Dataset excerpts on object pointing
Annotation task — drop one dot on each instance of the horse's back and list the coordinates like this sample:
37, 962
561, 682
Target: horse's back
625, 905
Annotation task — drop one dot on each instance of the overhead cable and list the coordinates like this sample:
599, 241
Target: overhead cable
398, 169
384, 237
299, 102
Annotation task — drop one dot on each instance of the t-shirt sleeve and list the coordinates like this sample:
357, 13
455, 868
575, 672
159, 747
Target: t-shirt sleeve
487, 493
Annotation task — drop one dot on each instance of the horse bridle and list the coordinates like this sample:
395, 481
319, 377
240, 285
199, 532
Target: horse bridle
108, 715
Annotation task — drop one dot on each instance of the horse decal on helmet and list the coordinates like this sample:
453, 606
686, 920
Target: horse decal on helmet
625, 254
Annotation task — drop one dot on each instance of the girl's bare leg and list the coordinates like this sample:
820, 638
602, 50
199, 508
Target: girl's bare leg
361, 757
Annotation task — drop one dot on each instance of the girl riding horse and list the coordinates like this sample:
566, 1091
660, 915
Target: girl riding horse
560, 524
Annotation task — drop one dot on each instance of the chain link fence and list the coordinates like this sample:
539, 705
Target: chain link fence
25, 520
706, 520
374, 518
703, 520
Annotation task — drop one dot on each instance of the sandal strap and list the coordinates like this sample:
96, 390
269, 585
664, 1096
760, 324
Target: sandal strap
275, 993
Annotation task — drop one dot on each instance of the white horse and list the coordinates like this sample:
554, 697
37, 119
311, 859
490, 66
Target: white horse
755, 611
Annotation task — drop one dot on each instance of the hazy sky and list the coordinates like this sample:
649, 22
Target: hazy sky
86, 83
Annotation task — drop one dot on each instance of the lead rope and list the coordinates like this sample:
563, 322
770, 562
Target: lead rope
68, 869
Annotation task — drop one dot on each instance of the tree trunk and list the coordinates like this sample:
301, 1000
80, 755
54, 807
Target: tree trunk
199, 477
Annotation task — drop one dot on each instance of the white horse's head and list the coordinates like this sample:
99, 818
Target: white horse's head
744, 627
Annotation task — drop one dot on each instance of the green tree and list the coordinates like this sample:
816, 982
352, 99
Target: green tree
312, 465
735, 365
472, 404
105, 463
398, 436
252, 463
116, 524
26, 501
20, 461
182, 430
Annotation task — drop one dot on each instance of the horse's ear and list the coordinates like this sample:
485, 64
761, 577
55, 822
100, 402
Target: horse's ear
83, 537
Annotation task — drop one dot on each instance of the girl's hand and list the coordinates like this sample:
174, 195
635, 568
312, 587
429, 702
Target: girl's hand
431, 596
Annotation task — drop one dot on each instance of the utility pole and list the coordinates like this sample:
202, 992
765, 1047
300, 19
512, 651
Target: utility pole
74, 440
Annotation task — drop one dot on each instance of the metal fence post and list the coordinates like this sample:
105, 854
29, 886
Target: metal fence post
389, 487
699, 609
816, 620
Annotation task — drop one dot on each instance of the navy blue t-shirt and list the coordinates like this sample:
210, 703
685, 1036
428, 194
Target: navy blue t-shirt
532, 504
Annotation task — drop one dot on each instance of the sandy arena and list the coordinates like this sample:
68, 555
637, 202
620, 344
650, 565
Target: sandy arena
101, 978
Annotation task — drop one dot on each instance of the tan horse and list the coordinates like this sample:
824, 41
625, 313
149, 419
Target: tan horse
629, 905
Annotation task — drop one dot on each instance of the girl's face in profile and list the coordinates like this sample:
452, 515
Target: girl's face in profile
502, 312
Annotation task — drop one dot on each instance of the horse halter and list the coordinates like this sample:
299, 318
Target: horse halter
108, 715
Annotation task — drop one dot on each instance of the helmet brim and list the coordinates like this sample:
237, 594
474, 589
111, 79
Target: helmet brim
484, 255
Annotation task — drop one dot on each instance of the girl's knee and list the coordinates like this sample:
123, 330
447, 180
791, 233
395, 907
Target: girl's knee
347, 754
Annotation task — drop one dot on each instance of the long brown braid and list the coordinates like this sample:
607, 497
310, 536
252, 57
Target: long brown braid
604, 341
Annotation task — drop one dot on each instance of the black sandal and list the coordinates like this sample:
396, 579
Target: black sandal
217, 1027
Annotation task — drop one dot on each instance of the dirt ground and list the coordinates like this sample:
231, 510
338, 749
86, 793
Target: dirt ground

AIM OF THE EXERCISE => Repeat the material in full, exactly as it stands.

SOLUTION TO THIS EXERCISE =>
Annotation task — drop one dot on each instance of the horse's back and list the coordinates like this sample:
37, 962
561, 682
Target: horse's back
625, 905
Annotation task — drop one dot on each instance of the overhead cable and list the coordinates like this sample:
599, 241
Target: overhead cable
398, 169
384, 237
299, 102
Annotation task — drop one dot on each instance of the t-shirt sleeve and list the coordinates like this sample:
357, 13
455, 868
575, 672
159, 747
Target: t-shirt sleeve
487, 493
Annotation task — drop one dot on each instance of the horse bridle and list the coordinates like this sample:
395, 481
319, 377
240, 285
199, 532
Target: horse bridle
108, 715
Annotation task — drop one dot on each instance of the horse decal on helmet and list the coordinates like this sample:
453, 606
686, 920
Target: horse decal on helmet
625, 254
Annotation task — drop one dot on each instance of the girl's bare leg and list the coordinates like this sample:
820, 638
602, 50
199, 508
Target: girl's bare leg
361, 757
Annotation task — drop one dot on each instance of the girl riding horse and list the coordinates like this sample:
566, 1091
660, 915
Target: girl riding horse
560, 524
Annotation task — drop one dot on each instance of the chain link fence and list the coordinates like this sample:
539, 705
Target: chain link fence
25, 520
706, 520
374, 518
703, 520
Annotation task — drop one dot on each instance of the sandal strap and list the coordinates like this sample:
96, 390
269, 585
664, 1096
760, 324
Target: sandal strap
275, 993
Annotation task — drop one dot on each instance of the white horse and list the coordinates like this sample:
554, 697
37, 119
311, 859
490, 66
Target: white horse
755, 611
Annotation task — drop one dot on each instance of the hazy sky and list the coordinates like this sample:
649, 22
Target: hazy sky
86, 83
Annotation task — drop one dot on each instance of the lead rope and list the coordinates like this sample:
563, 322
770, 562
Target: lead rope
68, 869
Annotation task — drop one dot on each instance of the tree trunk and list the coordinates like this sample:
301, 1000
80, 755
54, 807
Target: tree trunk
199, 477
Annotation task — drop one dot on each instance of the white horse's head and list the coordinates like this sample:
99, 818
Target: white horse's head
744, 627
Annotation task — drop one dot on each instance of the green tree and list the coordinates like this sample:
816, 982
352, 99
Target: green tree
312, 465
735, 365
472, 404
105, 463
398, 436
252, 463
116, 524
26, 501
20, 461
182, 430
Annotation task — drop one dot on each instance of the horse's ear and list the coordinates like this sample:
485, 64
761, 577
55, 822
100, 402
Target: horse's ear
83, 537
Annotation task — drop one dot on each instance of the girl's hand and list the coordinates like this sample:
174, 195
635, 568
312, 587
429, 702
Target: girl's hand
431, 596
Annotation task — drop one dot on each instance of the utility pole and list the coordinates like this sample:
202, 992
765, 1047
300, 19
512, 651
Target: utility pole
74, 440
Annotation task — drop one dot on each instance of the metal fence post and list the coordinates like this sample:
105, 854
29, 886
Target: metal fence post
389, 487
699, 609
816, 620
Annotation task — drop one dot on each instance of the navy blue t-shirt and list the coordinates like this sample:
210, 703
685, 1036
428, 194
Target: navy blue t-shirt
532, 504
Annotation task — drop one dot on each instance of the sandy arena and list the coordinates like this sample:
68, 555
637, 202
620, 344
650, 565
Target: sandy arena
101, 978
Annotation task — drop one dot on each instance of the tan horse and list the coordinates like this sample:
824, 41
625, 313
149, 419
Target: tan horse
629, 905
Annotation task — drop one dot on each instance of the girl's face in profile and list the coordinates like this sample:
452, 515
Target: girl's face in profile
502, 312
Annotation task — drop one dot on each instance of the horse halter and list the coordinates like this sample:
299, 318
Target: horse halter
108, 715
Annotation task — drop one dot on each instance of the helmet brim and list the coordinates like this sample:
237, 594
474, 589
111, 79
Target: helmet brim
484, 255
Annotation task — drop one dot on each instance of the girl's knee and list the coordinates like this sample:
123, 330
447, 180
791, 233
395, 907
Target: girl's knee
347, 754
Annotation task — drop one dot on each instance of the long brown braid and list the coordinates like this sample:
607, 497
310, 536
252, 57
Target: long brown braid
604, 341
Annotation task — drop one dot on each instance of the black sandal and list the coordinates like this sample:
396, 579
Target: black sandal
217, 1027
Annotation task — drop one dot on each instance of the dirt ground and list the coordinates like this sample:
231, 510
338, 749
86, 793
Target: dirt ground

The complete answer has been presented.